### QUOTED PASSAGE
=-=-=
Of the pair, Giuliani might have the bigger challenge. For most of his two terms as mayor of New York City, the constituents who knew him best despised him. Ed Koch, a former Democratic mayor, crossed party lines in 1993 to endorse Giuliani, but by 1999 he wrote a book titled Giuliani: Nasty Man. The same year, Quinnipiac University's Polling Institute found that only 28 percent of New York City residents considered Giuliani likable, compared with 53 percent of suburbanites and 54 percent of upstate New Yorkers. The farther away people lived from the mayor, the better they liked him.
Of course, this was before the tragedies of September 11, 2001, transformed Mayor SOB into a national icon of leadership and steadfast courage. That crisis and his bout of prostate cancer in 2000 made Giuliani more solicitous and compassionate, at least for a while. "He's still under its spell," Koch said in an interview, referring to 9/11. So far this year, a kinder, gentler New Giuliani has trod the campaign trail. But personality transplants are rare at age 63. The old, mean, pre-9/11 Giuliani has occasionally seeped through; how well his discipline will endure, in the crucible of an interminable campaign, is anyone's guess. "I don't think an epiphany lasts for normal people," Koch said, "only for saints." Giuliani, despite televangelist Pat Robertson's endorsement, isn't a saint. His street-smart, down-and-dirty skill as a counterpuncher came through during the Republican candidates' November 28 debate in Florida, when he parried Romney's accusation that he had ruled an immigrant-friendly sanctuary city. Giuliani attacked his attacker's "sanctuary mansion" in Massachusetts that employed immigrant yard workers. Prickliness may work in a debate, but too much of it could remind voters of someone they'd rather not watch year after year on the nightly news.
Hillary Clinton's likability quandary -- the opposite of Giuliani's -- burst onto the nation's front pages after the October 30 Democratic debate in Philadelphia. If Giuliani may be too authentic for an SOB-averse public, New York's junior senator runs the risk of not being authentic enough. Her serial equivocations during the two hours of political vaudeville (on driver's licenses for illegal immigrants, policy toward Iran, her plan for Social Security, and her archived White House records) threw into sharp relief the widespread perception of an evasive, calculating front-runner who is trying to be all things to all voters. More than once, she started an answer with a comment like "I agree with everything that's been said ... "
=-=-=
### PROBLEM 1
Print the stretch of the passage on Giuliani's and Clinton's likability from "Of the pair, Giuliani" through "they liked him.", copying it word for word.
### PROBLEM 2
Proceed with the passage on Giuliani's and Clinton's likability, writing on from its final sentence.
=-=-=
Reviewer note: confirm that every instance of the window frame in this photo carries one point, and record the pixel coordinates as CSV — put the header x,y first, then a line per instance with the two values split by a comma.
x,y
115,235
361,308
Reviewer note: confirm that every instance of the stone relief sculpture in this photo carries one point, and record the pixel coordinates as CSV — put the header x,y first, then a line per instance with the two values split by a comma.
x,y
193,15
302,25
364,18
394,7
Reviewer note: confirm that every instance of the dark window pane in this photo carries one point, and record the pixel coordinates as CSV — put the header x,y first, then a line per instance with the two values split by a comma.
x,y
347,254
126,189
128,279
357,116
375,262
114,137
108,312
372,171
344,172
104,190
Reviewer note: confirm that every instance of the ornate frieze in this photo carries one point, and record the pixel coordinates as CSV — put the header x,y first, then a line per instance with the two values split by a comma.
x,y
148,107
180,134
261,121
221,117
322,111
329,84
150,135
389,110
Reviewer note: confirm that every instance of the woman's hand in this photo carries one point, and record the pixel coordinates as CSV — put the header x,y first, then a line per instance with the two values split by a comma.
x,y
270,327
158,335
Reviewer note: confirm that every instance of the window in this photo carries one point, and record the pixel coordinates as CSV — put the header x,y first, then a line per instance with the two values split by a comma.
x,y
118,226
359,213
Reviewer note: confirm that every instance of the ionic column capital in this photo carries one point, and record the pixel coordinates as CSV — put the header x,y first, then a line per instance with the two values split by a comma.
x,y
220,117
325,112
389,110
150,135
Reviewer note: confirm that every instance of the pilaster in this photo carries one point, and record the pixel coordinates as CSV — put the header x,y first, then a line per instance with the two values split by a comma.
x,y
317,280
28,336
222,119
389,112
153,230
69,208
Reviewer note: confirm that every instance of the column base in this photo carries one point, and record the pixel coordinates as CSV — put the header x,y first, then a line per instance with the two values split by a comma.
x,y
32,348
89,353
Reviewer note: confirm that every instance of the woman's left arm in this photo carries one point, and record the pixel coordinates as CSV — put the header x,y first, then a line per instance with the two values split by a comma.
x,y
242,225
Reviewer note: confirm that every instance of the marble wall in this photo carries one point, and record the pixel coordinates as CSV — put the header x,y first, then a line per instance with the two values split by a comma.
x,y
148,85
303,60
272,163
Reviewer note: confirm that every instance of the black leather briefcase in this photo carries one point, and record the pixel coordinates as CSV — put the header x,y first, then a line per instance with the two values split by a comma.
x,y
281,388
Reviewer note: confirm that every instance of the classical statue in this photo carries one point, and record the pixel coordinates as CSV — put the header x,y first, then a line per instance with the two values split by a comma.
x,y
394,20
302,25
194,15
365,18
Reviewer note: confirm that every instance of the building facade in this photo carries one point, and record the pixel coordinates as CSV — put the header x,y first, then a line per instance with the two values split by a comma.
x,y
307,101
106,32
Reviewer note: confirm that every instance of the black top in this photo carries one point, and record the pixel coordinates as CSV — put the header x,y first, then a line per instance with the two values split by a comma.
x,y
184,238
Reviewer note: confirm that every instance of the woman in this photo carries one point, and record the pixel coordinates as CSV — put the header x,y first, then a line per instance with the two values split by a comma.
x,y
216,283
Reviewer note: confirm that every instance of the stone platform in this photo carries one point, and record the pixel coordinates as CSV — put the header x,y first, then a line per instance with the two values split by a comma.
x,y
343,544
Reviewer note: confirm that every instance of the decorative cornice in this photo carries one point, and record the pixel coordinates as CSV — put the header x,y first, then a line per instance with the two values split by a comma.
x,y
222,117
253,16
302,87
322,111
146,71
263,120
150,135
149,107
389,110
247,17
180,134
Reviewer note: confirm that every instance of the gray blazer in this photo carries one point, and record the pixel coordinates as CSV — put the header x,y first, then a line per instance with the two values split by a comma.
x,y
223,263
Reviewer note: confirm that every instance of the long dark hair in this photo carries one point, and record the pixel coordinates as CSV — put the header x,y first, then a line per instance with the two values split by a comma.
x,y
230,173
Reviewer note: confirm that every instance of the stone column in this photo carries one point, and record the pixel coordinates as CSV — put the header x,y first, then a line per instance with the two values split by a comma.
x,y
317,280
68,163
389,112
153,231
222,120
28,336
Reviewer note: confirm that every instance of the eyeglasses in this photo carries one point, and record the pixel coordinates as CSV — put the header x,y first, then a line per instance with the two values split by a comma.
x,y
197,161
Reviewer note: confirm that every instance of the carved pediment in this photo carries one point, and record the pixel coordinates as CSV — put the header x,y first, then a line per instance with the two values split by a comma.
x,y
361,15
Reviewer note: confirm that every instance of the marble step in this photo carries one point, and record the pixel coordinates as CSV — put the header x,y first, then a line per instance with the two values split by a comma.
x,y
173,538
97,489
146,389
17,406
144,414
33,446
=-=-=
### EXERCISE ANSWER 1
Of the pair, Giuliani might have the bigger challenge. For most of his two terms as mayor of New York City, the constituents who knew him best despised him. Ed Koch, a former Democratic mayor, crossed party lines in 1993 to endorse Giuliani, but by 1999 he wrote a book titled Giuliani: Nasty Man. The same year, Quinnipiac University's Polling Institute found that only 28 percent of New York City residents considered Giuliani likable, compared with 53 percent of suburbanites and 54 percent of upstate New Yorkers. The farther away people lived from the mayor, the better they liked him.

### EXERCISE ANSWER 2
In a presidential election in these perilous times, voters are bound to care most about the big issues -- war, terrorism, health care, recession. Still, being unlikable "hurts a lot," Koch said, and it could even undermine the rationale of a candidacy. "A candidate gets unraveled politically when what brought him to acclaim becomes a weakness," explained Lee M. Miringoff, the director of the Marist Institute for Public Opinion in Poughkeepsie, N.Y.
That possibility ought to give both leading candidates pause. Giuliani has built his persistent lead among Republican voters on his tough leadership and calm mastery on 9/11, a reputation that a volatile outburst or two -- on top of the recent indictment of his protege, Bernard Kerik -- could deflate. As the first woman with a serious shot at the presidency, Clinton has sought to build credibility as commander-in-chief by taking a hawkish stance on foreign policy without alienating the dovish Democrats who flock to the polls; having to choose between those two personas could prove fatal.
The reason the two front-runners are difficult to like has a sort of yin/yang connection to their source of political strength. Is Giuliani tough or is he nasty? Is Clinton a pioneer or is she a straddler?
Yes.
And thus the 2008 election campaign is becoming a Greek tragedy, in which the protagonist's tragic flaw threatens to bring about his -- or her -- downfall.
Rudith
These are (some of) the counts against Rudy: one cruel press conference, two estranged children, three wives, four World Series rings (for which he paid his beloved Yankees just a fraction of the market price, according to The Village Voice). "Two people, six spouses," by Rep. Charles Rangel's arithmetic, including Giuliani's third wife's three husbands. "There are enough moles on this man," the longtime Democratic lawmaker from New York City told CNN, it "embarrasses those of us who have sought public life."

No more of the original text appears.